[Task statement] Pull out each line below that contains the string "flower". Case counts.

(Entries on finding named things)

= = = =

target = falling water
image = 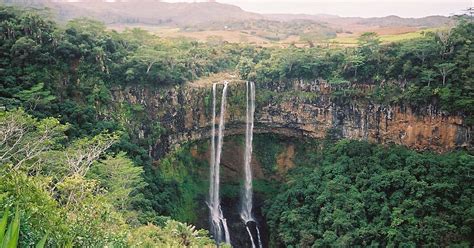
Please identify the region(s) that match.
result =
[209,82,230,244]
[240,82,262,247]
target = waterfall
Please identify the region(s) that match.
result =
[208,81,230,244]
[240,82,262,248]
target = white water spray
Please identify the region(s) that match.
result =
[208,81,230,244]
[240,82,263,248]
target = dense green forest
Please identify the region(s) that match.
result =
[266,140,474,247]
[0,6,474,247]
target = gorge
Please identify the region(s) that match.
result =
[108,77,472,247]
[112,77,473,158]
[0,6,474,248]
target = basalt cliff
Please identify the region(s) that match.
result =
[112,80,474,158]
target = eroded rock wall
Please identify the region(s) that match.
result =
[113,80,473,158]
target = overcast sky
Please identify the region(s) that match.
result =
[162,0,474,17]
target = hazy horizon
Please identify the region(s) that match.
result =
[165,0,472,18]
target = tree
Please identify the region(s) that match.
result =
[436,63,456,86]
[0,109,68,169]
[88,152,146,211]
[421,69,437,87]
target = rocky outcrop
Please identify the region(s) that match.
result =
[113,80,473,158]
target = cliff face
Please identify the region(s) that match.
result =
[113,81,473,158]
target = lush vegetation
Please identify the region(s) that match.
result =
[266,140,474,247]
[0,6,474,247]
[237,19,474,123]
[0,110,213,247]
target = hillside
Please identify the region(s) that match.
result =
[22,0,262,26]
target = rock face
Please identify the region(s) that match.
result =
[113,80,474,158]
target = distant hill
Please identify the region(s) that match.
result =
[265,14,453,28]
[0,0,454,46]
[4,0,264,26]
[0,0,452,28]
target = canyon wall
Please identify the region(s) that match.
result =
[112,80,473,158]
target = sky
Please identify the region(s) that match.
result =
[165,0,474,17]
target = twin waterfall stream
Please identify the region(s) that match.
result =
[208,81,263,248]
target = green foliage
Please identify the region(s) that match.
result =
[0,208,20,248]
[253,135,283,177]
[0,110,216,247]
[266,140,474,247]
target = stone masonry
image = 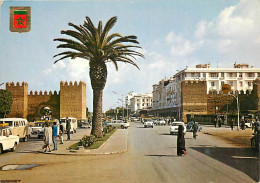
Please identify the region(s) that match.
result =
[6,81,86,121]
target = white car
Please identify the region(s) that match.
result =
[170,121,186,135]
[159,119,166,125]
[0,127,19,154]
[144,121,153,128]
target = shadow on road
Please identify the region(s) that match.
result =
[145,154,179,157]
[191,147,259,182]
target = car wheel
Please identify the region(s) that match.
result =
[23,135,28,142]
[0,144,3,154]
[11,143,17,152]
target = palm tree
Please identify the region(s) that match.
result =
[54,17,144,137]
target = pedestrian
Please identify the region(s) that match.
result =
[254,119,260,133]
[44,122,52,152]
[52,122,58,151]
[59,124,63,144]
[192,122,198,140]
[218,118,221,128]
[241,119,245,130]
[66,117,71,140]
[177,125,187,156]
[230,119,234,131]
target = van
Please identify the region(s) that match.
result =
[60,117,78,134]
[0,118,30,142]
[31,119,60,139]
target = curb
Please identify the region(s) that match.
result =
[45,128,129,156]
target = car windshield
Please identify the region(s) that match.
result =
[34,122,43,127]
[172,123,183,126]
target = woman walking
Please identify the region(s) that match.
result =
[44,122,52,152]
[177,125,186,156]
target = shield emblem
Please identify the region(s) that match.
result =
[9,7,31,32]
[13,10,27,29]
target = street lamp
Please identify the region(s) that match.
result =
[112,91,133,119]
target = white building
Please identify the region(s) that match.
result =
[130,93,153,114]
[173,63,260,93]
[153,63,260,115]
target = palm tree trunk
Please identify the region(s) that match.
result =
[91,89,103,137]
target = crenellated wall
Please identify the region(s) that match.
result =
[181,81,207,122]
[6,81,86,121]
[28,91,60,120]
[6,82,28,118]
[60,81,86,119]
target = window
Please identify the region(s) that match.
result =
[210,72,218,78]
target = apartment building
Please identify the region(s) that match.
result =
[130,93,153,114]
[152,63,260,118]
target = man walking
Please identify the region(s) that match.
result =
[52,122,58,151]
[66,117,71,140]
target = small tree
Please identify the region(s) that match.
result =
[0,90,13,118]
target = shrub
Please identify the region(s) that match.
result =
[103,125,115,135]
[79,135,96,147]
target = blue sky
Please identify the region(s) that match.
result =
[0,0,260,111]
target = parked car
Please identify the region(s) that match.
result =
[170,121,186,135]
[144,120,153,128]
[0,118,30,142]
[104,120,130,129]
[31,119,60,139]
[0,123,19,154]
[159,119,166,125]
[78,119,91,128]
[60,117,78,134]
[186,121,202,132]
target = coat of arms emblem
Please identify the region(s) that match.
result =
[10,7,31,32]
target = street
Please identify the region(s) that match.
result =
[0,122,259,183]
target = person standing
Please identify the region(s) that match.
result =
[177,125,186,156]
[59,124,63,144]
[44,122,52,152]
[52,122,58,151]
[192,122,198,140]
[66,117,71,140]
[230,119,234,131]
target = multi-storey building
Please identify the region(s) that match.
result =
[130,93,153,114]
[6,81,86,121]
[152,63,260,120]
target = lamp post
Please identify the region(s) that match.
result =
[112,91,133,119]
[222,84,240,130]
[229,93,240,130]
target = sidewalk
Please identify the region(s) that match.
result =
[43,128,129,155]
[202,125,253,147]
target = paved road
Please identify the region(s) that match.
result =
[0,123,259,183]
[0,128,90,164]
[125,123,259,183]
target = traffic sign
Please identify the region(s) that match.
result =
[222,84,231,94]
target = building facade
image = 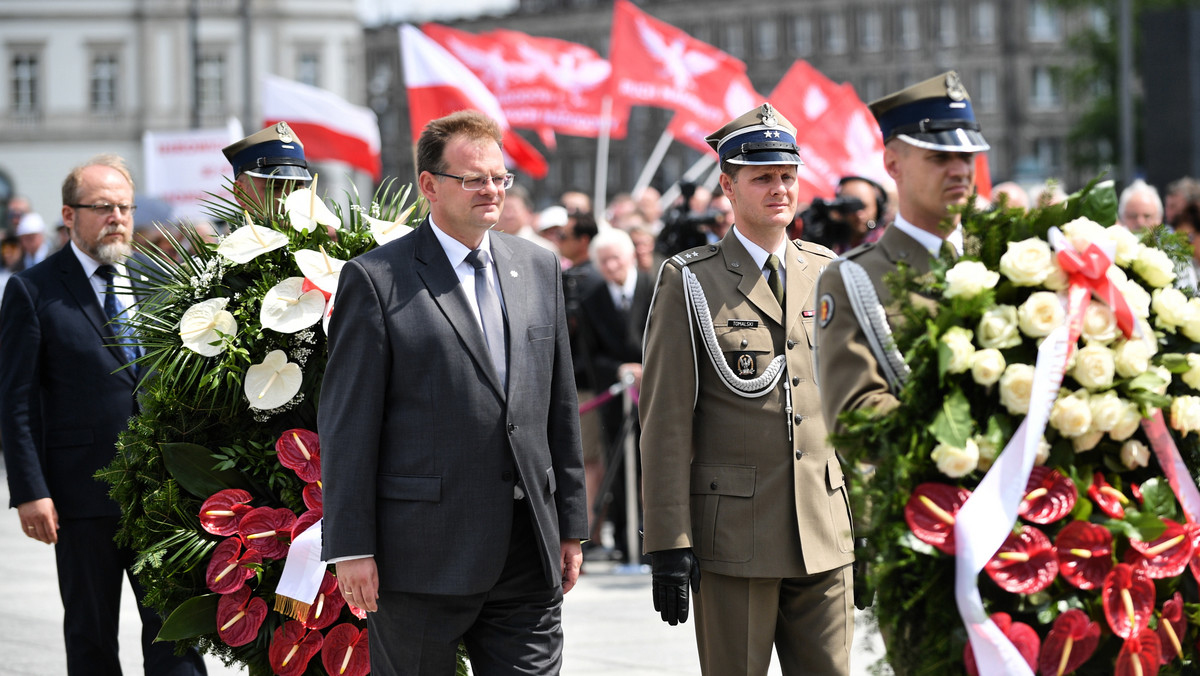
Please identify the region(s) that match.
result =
[0,0,370,223]
[366,0,1111,205]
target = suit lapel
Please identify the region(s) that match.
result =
[54,245,136,383]
[721,229,784,327]
[415,219,504,399]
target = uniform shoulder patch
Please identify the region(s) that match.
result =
[792,239,838,258]
[671,244,721,265]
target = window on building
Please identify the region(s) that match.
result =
[971,68,1000,113]
[754,19,779,59]
[821,12,846,54]
[971,0,996,44]
[89,52,119,114]
[792,17,812,56]
[1030,66,1061,110]
[296,50,320,86]
[858,10,883,52]
[10,50,42,115]
[1030,0,1062,42]
[724,22,746,59]
[196,53,226,115]
[1033,137,1063,177]
[896,7,920,49]
[937,1,959,47]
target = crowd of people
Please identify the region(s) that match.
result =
[11,72,1200,676]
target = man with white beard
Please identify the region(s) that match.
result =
[0,155,205,676]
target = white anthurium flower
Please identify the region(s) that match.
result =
[244,349,304,411]
[283,177,342,233]
[293,246,346,293]
[362,204,416,246]
[259,277,325,334]
[217,214,288,264]
[179,298,238,357]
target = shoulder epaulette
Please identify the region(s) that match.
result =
[671,244,721,267]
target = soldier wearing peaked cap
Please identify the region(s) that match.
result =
[816,71,988,674]
[640,104,853,676]
[222,121,312,208]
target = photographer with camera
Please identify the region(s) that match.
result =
[800,177,888,253]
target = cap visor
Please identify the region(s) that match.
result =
[896,128,991,152]
[245,164,312,181]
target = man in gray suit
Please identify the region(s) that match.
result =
[318,112,588,676]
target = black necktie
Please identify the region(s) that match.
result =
[96,264,138,375]
[766,253,784,307]
[467,249,509,389]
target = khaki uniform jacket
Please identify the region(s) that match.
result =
[816,228,932,430]
[640,231,853,578]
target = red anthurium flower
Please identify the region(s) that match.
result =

= = = =

[Exercise response]
target = white anthurium flower
target = red anthurium flower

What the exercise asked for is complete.